Tareas.
1. Copia del texto sobre la ultraderecha francesa el fragmento que va desde "Lo reconoció anoche, al" hasta "en El Elíseo?", incluidas ambas partes.
2. Resume en menos palabras el párrafo del texto sobre la ultraderecha francesa que empieza con "La ultraderecha ha tenido el viento a favor", sin dejar fuera sus datos principales.
── Texto de partida
Lo reconoció anoche, al pie de la Torre Eiffel, el presidente Macron: “la cólera debe tener respuesta”. El sentimiento que ha llevado a la ciudadanía a encumbrar a Le Pen obliga a acciones hondas y rápidas. El mandatario actual afronta su segunda legislatura y será la última, porque las leyes francesas impiden perpetuarse en el poder. ¿Qué pasará en 2027? ¿Será entonces cuando Le Pen o quien designe la Agrupación Nacional desembarque en El Elíseo?
La ultraderecha ha tenido el viento a favor. El estallido de la crisis de 2008, con su consiguiente depresión económica aún no superada del todo, más la posterior llegada, en 2015, de refugiados procedentes sobre todo de Siria, abrieron en Europa la espita del nacionalpopulismo. La Agrupación Nacional ya estaba ahí desde hacía años, agazapada, esperando la oportunidad de enarbolar la bandera bajo la que se arropan los desarropados, los que se ven solos ante la inacción del Gobierno, del sistema que estos partidos desean reventar.
La destrucción del sistema bipartidista clásico en el continente europeo, la falta de respuesta de los Gobiernos y de las formaciones de nuevo cuño, como la del propio Macron, han ido alimentando a la fiera, que iba mudando de piel y edulcorando el discurso hasta calar en el grueso de la ciudadanía, de derechas o de izquierda, que lo que busca son soluciones.
El anterior Frente Nacional y la actual Agrupación Nacional no tocan poder ni en lo local ni en lo regional ni en lo nacional, gracias al cordón sanitario aplicado, hasta ahora sin fisuras, por el resto de fuerzas, pero eso no evita que acumule ediles, consejeros o diputados que cada vez más fuerzan el debate, marcan la agenda y arrastran al resto de fuerzas a debatir de lo que a ellos les interesa. Ahora, con más de 13 millones de votos en bolsillo, irán a por la pelea de la legitimación de su discurso. Porque ¿cómo van a ser fascistas 13 millones de franceses? Una pregunta similar saltaba a los medios españoles un 2 de diciembre de 2018, cuando Vox entró en el Parlamento andaluz. Y ensimismados seguimos. El programa de Marine Le Pen es el que es (xenófobo, ultranacionalista, autoritario, antieuropeo) y, aún así, ha sido avalado, unos porque creen a pies juntillas en él, otros por desesperación, en búsqueda de algo que zarandee las estructuras y cambie las cosas.
────
── Datos proporcionados
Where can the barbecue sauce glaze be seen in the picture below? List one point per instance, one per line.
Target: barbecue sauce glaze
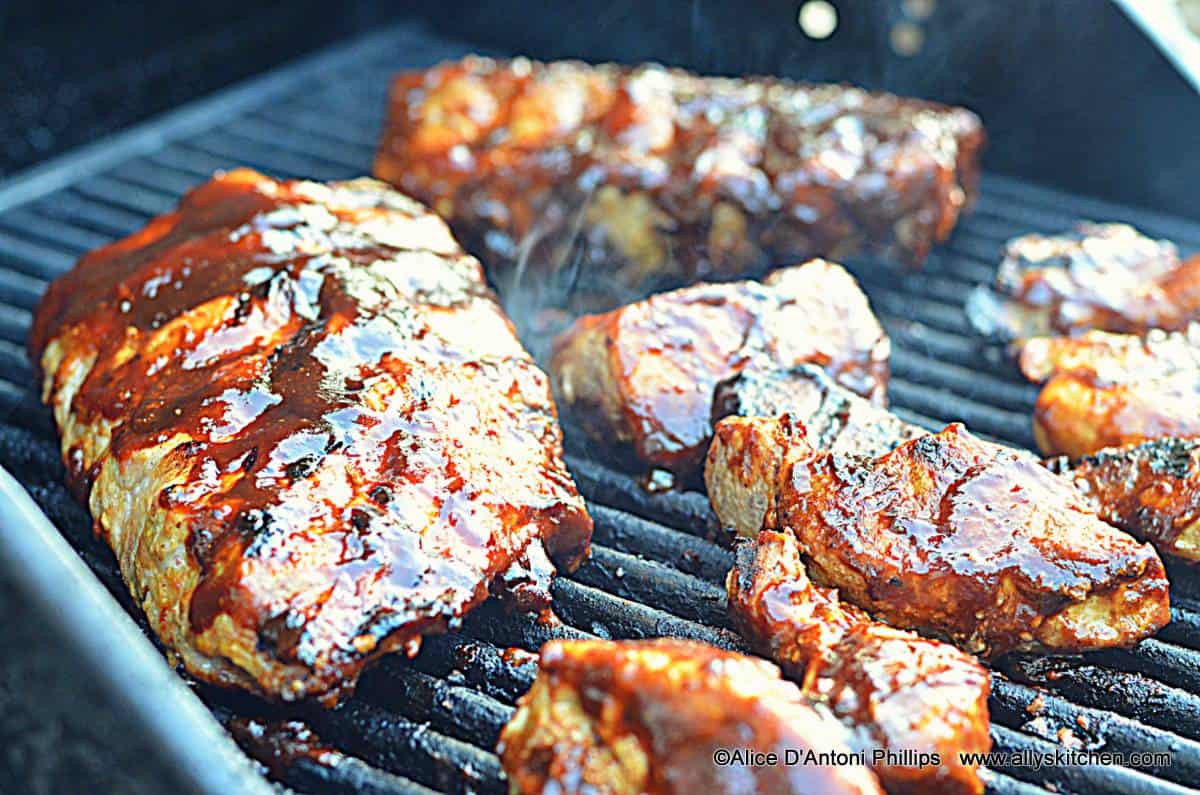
────
Soluciones.
1.
Lo reconoció anoche, al pie de la Torre Eiffel, el presidente Macron: “la cólera debe tener respuesta”. El sentimiento que ha llevado a la ciudadanía a encumbrar a Le Pen obliga a acciones hondas y rápidas. El mandatario actual afronta su segunda legislatura y será la última, porque las leyes francesas impiden perpetuarse en el poder. ¿Qué pasará en 2027? ¿Será entonces cuando Le Pen o quien designe la Agrupación Nacional desembarque en El Elíseo?

2. La ultraderecha ha contado con circunstancias favorables. La crisis de 2008 trajo una depresión económica que todavía no se ha superado del todo. Junto con la llegada en 2015 de refugiados, sobre todo de Siria, abrió paso al nacionalpopulismo en Europa. La Agrupación Nacional, presente desde hacía años, esperaba la ocasión de presentarse como refugio de quienes se sienten solos ante la inacción del Gobierno y del sistema que estos partidos quieren reventar.